Task input.
>> START
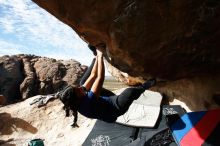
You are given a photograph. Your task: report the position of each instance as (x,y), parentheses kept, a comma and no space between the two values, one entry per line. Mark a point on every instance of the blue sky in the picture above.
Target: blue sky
(26,28)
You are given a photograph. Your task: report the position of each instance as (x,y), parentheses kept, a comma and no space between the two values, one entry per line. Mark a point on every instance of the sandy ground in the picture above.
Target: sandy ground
(21,122)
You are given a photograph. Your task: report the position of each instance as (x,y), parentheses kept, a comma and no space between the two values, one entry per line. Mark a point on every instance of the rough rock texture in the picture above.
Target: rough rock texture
(175,41)
(21,122)
(23,76)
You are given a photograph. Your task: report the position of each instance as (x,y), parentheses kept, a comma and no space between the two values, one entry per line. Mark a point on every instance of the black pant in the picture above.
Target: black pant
(122,101)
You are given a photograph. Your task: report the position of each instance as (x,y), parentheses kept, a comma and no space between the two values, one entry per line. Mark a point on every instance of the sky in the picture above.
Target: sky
(25,28)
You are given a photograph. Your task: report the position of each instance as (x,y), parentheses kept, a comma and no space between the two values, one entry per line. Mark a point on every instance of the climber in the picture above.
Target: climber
(86,98)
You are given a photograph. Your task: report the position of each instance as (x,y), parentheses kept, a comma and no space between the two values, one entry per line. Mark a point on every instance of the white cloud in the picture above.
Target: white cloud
(28,22)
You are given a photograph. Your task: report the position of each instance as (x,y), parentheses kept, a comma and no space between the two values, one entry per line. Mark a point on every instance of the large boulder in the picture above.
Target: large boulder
(24,76)
(174,41)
>> END
Do this.
Please revise the records from their start through the line holding "Target: blue sky", inclusive, replacing "blue sky" with "clear sky" and leaving everything else unchanged. Give only those lines, and leave the pictures out.

Exercise result.
You are given a photograph. Your task: report the position of each instance as (x,y), parentheses kept, a comma and no space between the two values, one entry per line. Mark a point on every instance of the clear sky in the picture above.
Target: clear sky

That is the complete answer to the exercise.